- The problem -
Extract the records word for word, from their first line through the line containing "pixel 197 195", with both ends included.

─── Given data ───

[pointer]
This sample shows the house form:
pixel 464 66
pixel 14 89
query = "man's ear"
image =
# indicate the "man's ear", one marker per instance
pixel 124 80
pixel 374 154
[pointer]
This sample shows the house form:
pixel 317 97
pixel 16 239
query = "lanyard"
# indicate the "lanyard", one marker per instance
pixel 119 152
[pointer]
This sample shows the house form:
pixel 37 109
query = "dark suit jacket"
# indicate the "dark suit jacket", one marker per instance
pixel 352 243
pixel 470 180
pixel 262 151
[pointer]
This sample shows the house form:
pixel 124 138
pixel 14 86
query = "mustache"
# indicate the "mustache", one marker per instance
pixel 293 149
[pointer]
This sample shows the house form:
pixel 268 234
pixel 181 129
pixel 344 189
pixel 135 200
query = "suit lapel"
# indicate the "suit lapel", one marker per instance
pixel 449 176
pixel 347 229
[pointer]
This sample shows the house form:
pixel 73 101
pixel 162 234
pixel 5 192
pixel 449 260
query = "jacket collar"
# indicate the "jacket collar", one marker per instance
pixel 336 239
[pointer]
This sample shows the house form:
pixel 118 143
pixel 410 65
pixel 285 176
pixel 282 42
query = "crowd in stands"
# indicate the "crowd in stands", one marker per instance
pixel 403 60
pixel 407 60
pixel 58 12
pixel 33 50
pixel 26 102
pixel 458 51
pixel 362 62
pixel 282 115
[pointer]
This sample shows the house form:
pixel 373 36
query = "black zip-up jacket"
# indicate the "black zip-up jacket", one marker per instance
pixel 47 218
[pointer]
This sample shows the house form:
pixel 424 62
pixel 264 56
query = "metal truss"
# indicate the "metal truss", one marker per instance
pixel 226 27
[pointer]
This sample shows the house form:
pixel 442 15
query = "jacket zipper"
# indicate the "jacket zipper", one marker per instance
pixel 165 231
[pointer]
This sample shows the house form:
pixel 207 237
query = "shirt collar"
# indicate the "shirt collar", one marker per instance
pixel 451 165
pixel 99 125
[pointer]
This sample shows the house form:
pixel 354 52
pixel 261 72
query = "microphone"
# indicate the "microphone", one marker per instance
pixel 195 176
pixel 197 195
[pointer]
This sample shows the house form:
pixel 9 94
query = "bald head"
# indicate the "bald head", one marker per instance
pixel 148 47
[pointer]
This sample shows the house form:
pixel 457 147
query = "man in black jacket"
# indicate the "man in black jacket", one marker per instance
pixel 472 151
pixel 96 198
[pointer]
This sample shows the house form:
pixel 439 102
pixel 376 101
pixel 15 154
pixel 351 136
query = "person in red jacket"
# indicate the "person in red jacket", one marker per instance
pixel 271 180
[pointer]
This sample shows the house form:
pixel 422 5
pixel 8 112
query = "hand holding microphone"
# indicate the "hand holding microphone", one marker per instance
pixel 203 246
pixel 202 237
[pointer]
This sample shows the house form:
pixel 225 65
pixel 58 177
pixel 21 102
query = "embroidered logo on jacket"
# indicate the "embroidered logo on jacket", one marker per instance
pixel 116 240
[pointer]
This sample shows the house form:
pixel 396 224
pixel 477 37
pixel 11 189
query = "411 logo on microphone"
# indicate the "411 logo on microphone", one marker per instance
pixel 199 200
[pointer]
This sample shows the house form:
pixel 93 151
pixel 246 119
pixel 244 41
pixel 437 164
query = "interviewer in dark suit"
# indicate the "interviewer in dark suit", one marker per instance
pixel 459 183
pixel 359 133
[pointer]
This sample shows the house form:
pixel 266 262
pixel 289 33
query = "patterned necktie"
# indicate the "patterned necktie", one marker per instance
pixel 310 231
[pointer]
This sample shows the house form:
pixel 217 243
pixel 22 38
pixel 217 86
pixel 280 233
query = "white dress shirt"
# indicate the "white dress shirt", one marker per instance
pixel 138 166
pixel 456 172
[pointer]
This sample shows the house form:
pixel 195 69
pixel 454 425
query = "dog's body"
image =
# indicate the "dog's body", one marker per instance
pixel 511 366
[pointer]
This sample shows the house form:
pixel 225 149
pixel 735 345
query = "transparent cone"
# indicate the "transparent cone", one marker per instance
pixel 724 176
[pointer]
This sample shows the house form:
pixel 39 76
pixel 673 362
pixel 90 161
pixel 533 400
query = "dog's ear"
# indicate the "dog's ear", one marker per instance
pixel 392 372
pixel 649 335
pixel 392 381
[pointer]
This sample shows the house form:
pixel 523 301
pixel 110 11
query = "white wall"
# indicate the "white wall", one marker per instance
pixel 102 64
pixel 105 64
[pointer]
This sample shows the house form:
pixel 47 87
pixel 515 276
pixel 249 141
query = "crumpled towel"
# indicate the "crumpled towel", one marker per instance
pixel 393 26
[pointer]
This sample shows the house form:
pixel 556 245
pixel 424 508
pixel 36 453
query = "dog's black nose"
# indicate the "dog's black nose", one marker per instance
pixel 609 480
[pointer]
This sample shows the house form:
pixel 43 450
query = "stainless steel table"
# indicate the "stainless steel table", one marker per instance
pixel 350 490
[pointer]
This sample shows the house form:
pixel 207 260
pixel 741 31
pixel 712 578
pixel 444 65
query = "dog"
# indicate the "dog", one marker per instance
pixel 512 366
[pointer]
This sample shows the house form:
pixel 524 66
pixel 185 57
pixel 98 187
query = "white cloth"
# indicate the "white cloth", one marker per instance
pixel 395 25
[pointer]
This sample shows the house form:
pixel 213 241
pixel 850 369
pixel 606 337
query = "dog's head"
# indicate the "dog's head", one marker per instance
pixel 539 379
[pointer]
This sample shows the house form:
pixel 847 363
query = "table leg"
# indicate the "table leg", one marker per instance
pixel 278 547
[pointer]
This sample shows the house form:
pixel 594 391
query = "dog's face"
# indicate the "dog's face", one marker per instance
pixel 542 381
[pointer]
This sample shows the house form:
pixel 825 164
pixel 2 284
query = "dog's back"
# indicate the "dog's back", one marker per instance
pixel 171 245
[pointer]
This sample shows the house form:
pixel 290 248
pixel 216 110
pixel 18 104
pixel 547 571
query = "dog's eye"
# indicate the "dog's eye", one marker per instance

───

- Problem solution -
[pointer]
This sample shows the house form:
pixel 464 66
pixel 14 89
query = "man's ear"
image =
# indicate the "man's ear", one marker per instance
pixel 124 80
pixel 374 154
[pointer]
This sample shows the house form:
pixel 317 97
pixel 16 239
query = "lanyard"
# indicate the "lanyard", one marker per instance
pixel 119 152
[pointer]
This sample shows the house form:
pixel 37 109
query = "dark suit jacket"
# indicate the "dark suit jacket", one marker per instance
pixel 352 243
pixel 470 180
pixel 262 151
[pointer]
This sample shows the house form:
pixel 124 138
pixel 14 86
query = "mustache"
# indicate the "mustache", one marker per instance
pixel 293 149
[pointer]
This sample shows the house form:
pixel 268 234
pixel 181 129
pixel 344 189
pixel 135 200
query = "suit lapel"
# indicate the "suit lapel", one marker per instance
pixel 449 176
pixel 347 229
[pointer]
This sample shows the house form:
pixel 73 101
pixel 162 234
pixel 5 192
pixel 449 260
query = "jacket collar"
# indicate the "jacket collar", one marker per instance
pixel 336 239
[pointer]
This sample shows the house form:
pixel 118 143
pixel 410 65
pixel 285 176
pixel 282 42
query = "crowd in stands"
# indicate the "crowd in stands", one marker per instance
pixel 403 60
pixel 407 60
pixel 58 12
pixel 33 50
pixel 26 102
pixel 458 51
pixel 362 62
pixel 282 115
[pointer]
This sample shows the house form:
pixel 373 36
query = "black zip-up jacket"
# indicate the "black zip-up jacket", one marker per instance
pixel 47 218
[pointer]
This sample shows the house form:
pixel 424 62
pixel 264 56
query = "metal truss"
# indicate the "metal truss", one marker per instance
pixel 226 27
[pointer]
This sample shows the house form:
pixel 442 15
query = "jacket zipper"
# indicate the "jacket zipper", one marker per instance
pixel 165 231
[pointer]
This sample shows the house form:
pixel 207 237
query = "shirt collar"
# indicate the "shirt collar", one marker per instance
pixel 451 165
pixel 99 125
[pointer]
This sample shows the house form:
pixel 354 52
pixel 261 72
query = "microphone"
# indicate the "microphone", one marker per instance
pixel 195 176
pixel 197 195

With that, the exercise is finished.